Start of Given passage
Besides, even if it is assumed that guarantee will only form part of capital financing, capital financing involves lending and borrowing. In fact, the items in this group are related to lending or borrowing and it is not clear why the Tribunal held that 'lending and borrowing ' is not represented by any of the explanations.' Guarantees are also connected with lending or borrowing and are parts of inter company financial transactions. In fact, section 372A of the Companies Act regulate Inter corporate loan, investment, guarantee and securities.

Further, even if it is assumed that a guarantee stands on its own and must therefore have a bearing on profit etc. of the enterprise to be called an international transaction, even then, one has to see whether the finding of the Tribunal in this regard is correct. To arrive at its conclusion, the Tribunal held as follows:

"There can be number of situations in which an item may fall within the description set out in clause (c) of Explanation to Section 92 B, and yet it may not constitute an international transaction as the condition precedent with regard to the 'bearing on profit, income, losses or assets' set out in Section 92B(1) may not be fulfilled. For example, an enterprise may extend guarantees for performance of financial obligations by its associated enterprises. These guarantees do not cost anything to the enterprise issuing the guarantees and yet they provide certain comfort levels to the parties doing dealings with the associated enterprise. These guarantees thus do not have any impact on income, profits, losses or assets of the assessee. There can be a hypothetical situation in which a guarantee default takes place and, therefore, the enterprise may have to pay the guarantee amounts but such a situation, even if that be so, is only a hypothetical situation, which are, as discussed above, excluded. One may have also have a situation in which there is a receivable or any other debt during the course of business and yet these receivables may not have any bearing on its profits, income, losses or assets, for example, when these receivables are out of cost free funds and these debit balances do not cost anything to the person allowing such use of funds. The situations can be endless, but the common thread is that when an assessee extends an assistance to the associated enterprise, which does not cost anything to the assessee and particularly for which the assessee could not have realized money by giving it to someone else during the course of its normal business, such an assistance or accommodation does not have any bearing on its profits, income, losses or assets, and, therefore, it is outside the ambit of international transaction under section 92B (1) of the Act."
End of Given passage
Start of Data supplied
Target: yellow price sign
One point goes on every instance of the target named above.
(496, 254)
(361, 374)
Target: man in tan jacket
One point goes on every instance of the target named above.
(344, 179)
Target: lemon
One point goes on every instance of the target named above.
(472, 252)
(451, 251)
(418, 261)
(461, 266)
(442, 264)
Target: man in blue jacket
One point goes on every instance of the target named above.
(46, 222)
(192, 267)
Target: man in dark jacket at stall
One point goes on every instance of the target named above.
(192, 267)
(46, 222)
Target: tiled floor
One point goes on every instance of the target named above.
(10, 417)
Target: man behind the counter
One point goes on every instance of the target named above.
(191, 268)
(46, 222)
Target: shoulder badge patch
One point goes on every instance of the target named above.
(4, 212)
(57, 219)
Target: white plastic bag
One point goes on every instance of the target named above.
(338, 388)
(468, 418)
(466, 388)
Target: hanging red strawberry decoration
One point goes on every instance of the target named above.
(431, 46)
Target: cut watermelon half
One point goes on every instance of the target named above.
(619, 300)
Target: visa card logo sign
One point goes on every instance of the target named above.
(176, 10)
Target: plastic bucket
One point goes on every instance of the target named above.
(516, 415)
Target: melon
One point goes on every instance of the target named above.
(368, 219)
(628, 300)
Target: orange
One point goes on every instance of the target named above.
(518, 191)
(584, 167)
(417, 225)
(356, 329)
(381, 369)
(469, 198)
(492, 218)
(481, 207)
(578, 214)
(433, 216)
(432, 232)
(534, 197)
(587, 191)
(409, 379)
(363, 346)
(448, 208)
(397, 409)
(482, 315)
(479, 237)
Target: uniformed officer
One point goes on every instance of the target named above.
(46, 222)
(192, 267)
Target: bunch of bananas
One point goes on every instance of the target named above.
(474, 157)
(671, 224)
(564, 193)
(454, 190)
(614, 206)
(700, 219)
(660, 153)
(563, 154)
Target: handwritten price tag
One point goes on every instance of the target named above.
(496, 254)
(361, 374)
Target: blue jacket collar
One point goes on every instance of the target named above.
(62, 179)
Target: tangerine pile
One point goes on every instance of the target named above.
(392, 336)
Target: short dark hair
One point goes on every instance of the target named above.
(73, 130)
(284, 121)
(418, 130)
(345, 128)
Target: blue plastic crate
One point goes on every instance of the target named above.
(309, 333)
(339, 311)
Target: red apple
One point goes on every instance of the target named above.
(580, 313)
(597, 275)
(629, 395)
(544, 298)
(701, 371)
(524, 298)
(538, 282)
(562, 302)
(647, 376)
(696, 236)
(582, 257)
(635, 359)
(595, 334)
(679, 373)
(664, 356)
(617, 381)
End of Data supplied
Task instructions:
List every item that the passage on guarantees as international transactions says section 372A of the Companies Act regulates.

Complete output:
- Inter corporate loan
- Investment
- Guarantee
- Securities